··· Listing ···

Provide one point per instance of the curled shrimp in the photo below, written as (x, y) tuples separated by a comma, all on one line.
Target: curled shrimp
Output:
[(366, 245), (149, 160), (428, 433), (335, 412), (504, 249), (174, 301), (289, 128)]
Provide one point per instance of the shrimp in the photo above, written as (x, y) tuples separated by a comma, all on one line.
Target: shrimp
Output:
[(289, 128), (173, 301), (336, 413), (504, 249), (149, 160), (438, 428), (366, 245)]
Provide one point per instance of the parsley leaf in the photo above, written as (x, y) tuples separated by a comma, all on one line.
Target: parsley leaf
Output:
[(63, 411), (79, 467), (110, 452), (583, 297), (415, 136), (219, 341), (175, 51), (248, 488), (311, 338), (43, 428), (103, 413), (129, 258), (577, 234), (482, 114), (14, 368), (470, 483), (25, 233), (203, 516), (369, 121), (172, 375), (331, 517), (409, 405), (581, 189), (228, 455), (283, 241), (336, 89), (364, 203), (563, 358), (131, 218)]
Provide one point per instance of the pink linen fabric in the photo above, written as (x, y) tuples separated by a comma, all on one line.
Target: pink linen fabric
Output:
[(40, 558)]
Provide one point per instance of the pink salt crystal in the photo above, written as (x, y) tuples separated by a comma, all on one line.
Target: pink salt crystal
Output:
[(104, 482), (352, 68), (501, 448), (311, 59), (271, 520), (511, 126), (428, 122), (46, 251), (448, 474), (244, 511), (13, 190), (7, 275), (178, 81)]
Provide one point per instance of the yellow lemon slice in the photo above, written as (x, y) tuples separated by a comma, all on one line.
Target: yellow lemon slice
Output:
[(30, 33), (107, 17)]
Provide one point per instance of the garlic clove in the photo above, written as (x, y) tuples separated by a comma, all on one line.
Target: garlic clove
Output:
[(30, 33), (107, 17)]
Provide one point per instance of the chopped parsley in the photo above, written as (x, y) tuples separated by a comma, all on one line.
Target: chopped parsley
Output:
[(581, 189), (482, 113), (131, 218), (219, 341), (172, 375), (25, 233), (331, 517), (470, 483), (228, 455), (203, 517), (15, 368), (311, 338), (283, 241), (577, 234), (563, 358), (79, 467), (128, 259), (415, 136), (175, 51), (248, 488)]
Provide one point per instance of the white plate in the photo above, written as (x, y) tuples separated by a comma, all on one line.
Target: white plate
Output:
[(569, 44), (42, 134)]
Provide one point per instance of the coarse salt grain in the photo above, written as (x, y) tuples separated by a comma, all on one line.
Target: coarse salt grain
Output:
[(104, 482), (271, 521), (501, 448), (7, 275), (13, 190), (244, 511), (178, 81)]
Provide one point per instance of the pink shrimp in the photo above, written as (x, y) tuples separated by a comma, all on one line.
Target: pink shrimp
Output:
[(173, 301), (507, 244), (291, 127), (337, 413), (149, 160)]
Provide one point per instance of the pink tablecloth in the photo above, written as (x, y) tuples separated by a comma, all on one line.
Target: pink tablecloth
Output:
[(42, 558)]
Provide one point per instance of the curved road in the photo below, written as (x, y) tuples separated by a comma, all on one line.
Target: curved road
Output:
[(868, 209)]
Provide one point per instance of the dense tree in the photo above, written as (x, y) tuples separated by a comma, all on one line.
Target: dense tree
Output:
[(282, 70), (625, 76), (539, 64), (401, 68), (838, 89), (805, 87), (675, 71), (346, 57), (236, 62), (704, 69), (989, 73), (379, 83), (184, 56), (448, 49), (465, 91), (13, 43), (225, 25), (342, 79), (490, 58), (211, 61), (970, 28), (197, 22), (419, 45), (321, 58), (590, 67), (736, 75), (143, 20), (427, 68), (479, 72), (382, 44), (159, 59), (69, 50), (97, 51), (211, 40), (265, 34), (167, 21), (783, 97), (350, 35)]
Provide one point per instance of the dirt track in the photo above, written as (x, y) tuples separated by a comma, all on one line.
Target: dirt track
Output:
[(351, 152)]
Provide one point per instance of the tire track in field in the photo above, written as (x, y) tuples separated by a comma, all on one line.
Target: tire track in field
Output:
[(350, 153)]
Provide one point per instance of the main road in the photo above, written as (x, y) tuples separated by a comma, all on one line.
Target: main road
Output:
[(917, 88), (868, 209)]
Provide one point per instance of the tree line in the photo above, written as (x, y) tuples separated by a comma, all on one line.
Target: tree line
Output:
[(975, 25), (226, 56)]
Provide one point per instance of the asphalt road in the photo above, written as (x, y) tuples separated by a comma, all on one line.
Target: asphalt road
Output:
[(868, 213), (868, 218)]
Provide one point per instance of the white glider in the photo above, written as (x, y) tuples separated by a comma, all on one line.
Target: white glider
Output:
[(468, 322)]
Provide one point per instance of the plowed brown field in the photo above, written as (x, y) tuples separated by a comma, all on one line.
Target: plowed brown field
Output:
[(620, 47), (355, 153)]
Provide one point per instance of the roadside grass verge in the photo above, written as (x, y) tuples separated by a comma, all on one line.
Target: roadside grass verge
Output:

···

Rewrite the data starting at the line that contains "Provide one point per instance of the white plate" and ending with the line that contains "[(868, 209)]", putting "Object" in place of every "Target" and changing nothing else.

Provide one point per instance of the white plate in the photo above, written as (x, y) tuples separated by a comma, all on one line.
Object: white plate
Output:
[(569, 44), (42, 134)]
Provide one point per instance of the coarse salt grain in the photo above, written as (x, y) tuples separated by a comma, all on one line.
Object: coarse salt grain
Output:
[(104, 482), (271, 521), (501, 448), (7, 275), (13, 190), (244, 511), (178, 81)]
Provide one point per instance of the pink shrimp in the photo above, written as (x, y) tuples separated by a comma, all on one line.
Object: pink shrimp
Output:
[(173, 301), (507, 244), (291, 127), (337, 413), (149, 160)]
Provide one point per instance of the pink tablecloth in the photo above, written as (x, y) tuples separated by a comma, all on one line.
Object: pink tablecloth
Output:
[(42, 558)]
Provide one point per instance of the curved road in the photo below, written as (x, y) tuples separated by a comma, all on one line.
Object: curved road
Output:
[(868, 209)]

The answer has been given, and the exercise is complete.